--- BEGIN TEXT SHOWN ---

The lenght of directives can be changed can be changed by architecture setups. Also there might be some additional keywords registered by them.

All build in datatypes can directly be stored with directives. Including strings and arrays.

db   3, 2, 1
db   "ABCD Hello World"
db   {Array.new(1,2,3,4,5)}

Lookahead

basm is still using an top down parser, but is not an multi pass approach anymore. On the first sign this was no biggie, since ony 'Lookahead' depended on this system. The current feature works a bit different from before.

When Assembly Statements or Directives face an unknown symbol it will be marked as missing, and pre-filled with the current program-counter value. Yes, thats right. With the pc(). If the pc does not have the right bit-size, for your reasons, this might lead to trouble.

After finishing the whole compiling process basm will try to solve the missing statements and rerun the assembly of this specific single instruction. Or fail with an error.

So compared to bass it is not an full multi-pass approach, but an on-point solving attempt.

--- END TEXT SHOWN ---

__TASK INSTRUCTIONS__.
A. Answer these questions from the text on basm:
(i) What can change the length of directives?
(ii) With what value is an unknown symbol pre-filled when it is marked as missing?
(iii) After the whole compiling process finishes, what does basm try to do with the missing statements?
B. Reproduce the part of the text on basm that begins at the words "All build in" and stops after the words "with an error.".

--- BEGIN SUPPLIED ENTRIES ---

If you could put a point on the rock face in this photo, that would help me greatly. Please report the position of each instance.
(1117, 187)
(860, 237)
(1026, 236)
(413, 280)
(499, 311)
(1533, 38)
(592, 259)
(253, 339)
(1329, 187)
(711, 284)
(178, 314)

--- END SUPPLIED ENTRIES ---
--- BEGIN SUPPLIED ENTRIES ---

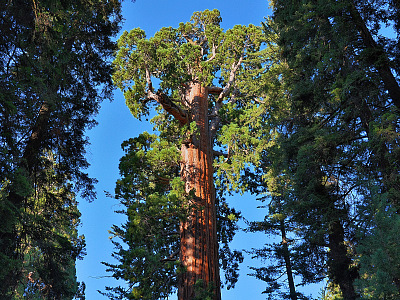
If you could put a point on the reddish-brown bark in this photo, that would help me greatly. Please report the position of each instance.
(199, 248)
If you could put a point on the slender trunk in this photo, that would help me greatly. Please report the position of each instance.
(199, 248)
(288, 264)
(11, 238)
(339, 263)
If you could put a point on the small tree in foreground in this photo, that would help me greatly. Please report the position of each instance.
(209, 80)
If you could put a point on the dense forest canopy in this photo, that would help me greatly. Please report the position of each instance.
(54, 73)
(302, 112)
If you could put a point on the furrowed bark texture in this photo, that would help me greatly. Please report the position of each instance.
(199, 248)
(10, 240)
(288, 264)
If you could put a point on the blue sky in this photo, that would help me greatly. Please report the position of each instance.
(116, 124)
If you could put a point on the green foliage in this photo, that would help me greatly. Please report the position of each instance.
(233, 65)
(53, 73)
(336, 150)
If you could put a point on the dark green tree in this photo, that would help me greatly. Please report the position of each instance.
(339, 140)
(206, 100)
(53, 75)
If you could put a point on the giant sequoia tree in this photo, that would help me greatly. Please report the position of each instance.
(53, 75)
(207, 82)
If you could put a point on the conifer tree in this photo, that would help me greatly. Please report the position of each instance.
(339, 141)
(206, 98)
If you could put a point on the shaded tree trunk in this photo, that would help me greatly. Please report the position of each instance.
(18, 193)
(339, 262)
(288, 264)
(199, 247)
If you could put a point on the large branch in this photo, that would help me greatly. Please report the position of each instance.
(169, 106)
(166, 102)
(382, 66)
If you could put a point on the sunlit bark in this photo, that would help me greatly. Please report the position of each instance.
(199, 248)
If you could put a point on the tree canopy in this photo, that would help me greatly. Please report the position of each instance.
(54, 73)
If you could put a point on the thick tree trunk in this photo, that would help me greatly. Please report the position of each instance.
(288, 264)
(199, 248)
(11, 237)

--- END SUPPLIED ENTRIES ---

__RESPONSES FOR EACH TASK__.
A.
(i) Architecture setups.
(ii) The current program-counter value.
(iii) It tries to solve them and rerun the assembly of that specific single instruction, or it fails with an error.

B.
All build in datatypes can directly be stored with directives. Including strings and arrays.

db   3, 2, 1
db   "ABCD Hello World"
db   {Array.new(1,2,3,4,5)}

Lookahead

basm is still using an top down parser, but is not an multi pass approach anymore. On the first sign this was no biggie, since ony 'Lookahead' depended on this system. The current feature works a bit different from before.

When Assembly Statements or Directives face an unknown symbol it will be marked as missing, and pre-filled with the current program-counter value. Yes, thats right. With the pc(). If the pc does not have the right bit-size, for your reasons, this might lead to trouble.

After finishing the whole compiling process basm will try to solve the missing statements and rerun the assembly of this specific single instruction. Or fail with an error.